Each line below from the one containing "Exercise. Put one point on each instance of the flip" through the one containing "Exercise. Put one point on each instance of the eyeglasses" should be output exactly as it stands, and no other line should appear.

<<<<

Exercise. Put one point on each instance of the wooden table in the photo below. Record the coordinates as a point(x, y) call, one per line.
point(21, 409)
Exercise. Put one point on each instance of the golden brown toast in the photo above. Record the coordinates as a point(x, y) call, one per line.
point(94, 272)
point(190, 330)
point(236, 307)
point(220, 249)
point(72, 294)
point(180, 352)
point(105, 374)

>>>>
<<<<

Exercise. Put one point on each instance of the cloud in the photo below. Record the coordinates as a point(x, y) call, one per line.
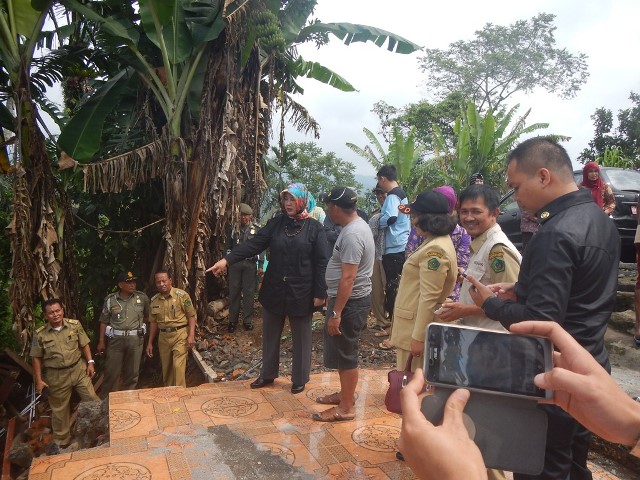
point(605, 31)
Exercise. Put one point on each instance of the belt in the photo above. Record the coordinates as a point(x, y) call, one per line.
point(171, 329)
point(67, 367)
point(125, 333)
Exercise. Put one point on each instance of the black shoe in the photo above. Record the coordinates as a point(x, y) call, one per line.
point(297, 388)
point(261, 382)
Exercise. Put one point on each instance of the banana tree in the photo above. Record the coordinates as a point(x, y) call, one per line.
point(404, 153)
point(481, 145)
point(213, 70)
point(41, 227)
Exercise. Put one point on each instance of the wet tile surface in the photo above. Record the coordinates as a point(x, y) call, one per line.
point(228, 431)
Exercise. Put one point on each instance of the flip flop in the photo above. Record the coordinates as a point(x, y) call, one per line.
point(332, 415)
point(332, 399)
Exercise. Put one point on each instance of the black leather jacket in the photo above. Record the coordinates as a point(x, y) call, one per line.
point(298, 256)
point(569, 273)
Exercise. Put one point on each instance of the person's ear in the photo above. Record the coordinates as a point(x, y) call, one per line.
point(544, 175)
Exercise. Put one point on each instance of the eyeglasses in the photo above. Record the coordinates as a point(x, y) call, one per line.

>>>>

__FINAL ANSWER__
Exercise. Put one point on each instance of the flip flop in the photo above. Record the coordinates as a point(x, y) call, one per line.
point(332, 415)
point(332, 399)
Exercise. Put one point on each instance of the black leather jacket in the photo above. Record the coordinates as a point(x, y) call, one per line.
point(298, 256)
point(569, 273)
Exercise. Put one point on each instance of the person's ear in the photo above. Record the coordinates as a point(x, y) call, one per line.
point(544, 175)
Exercise. Put one point on each instance of the eyeglasses in the photo above. Record the coordinates as a point(x, y) call, one per line.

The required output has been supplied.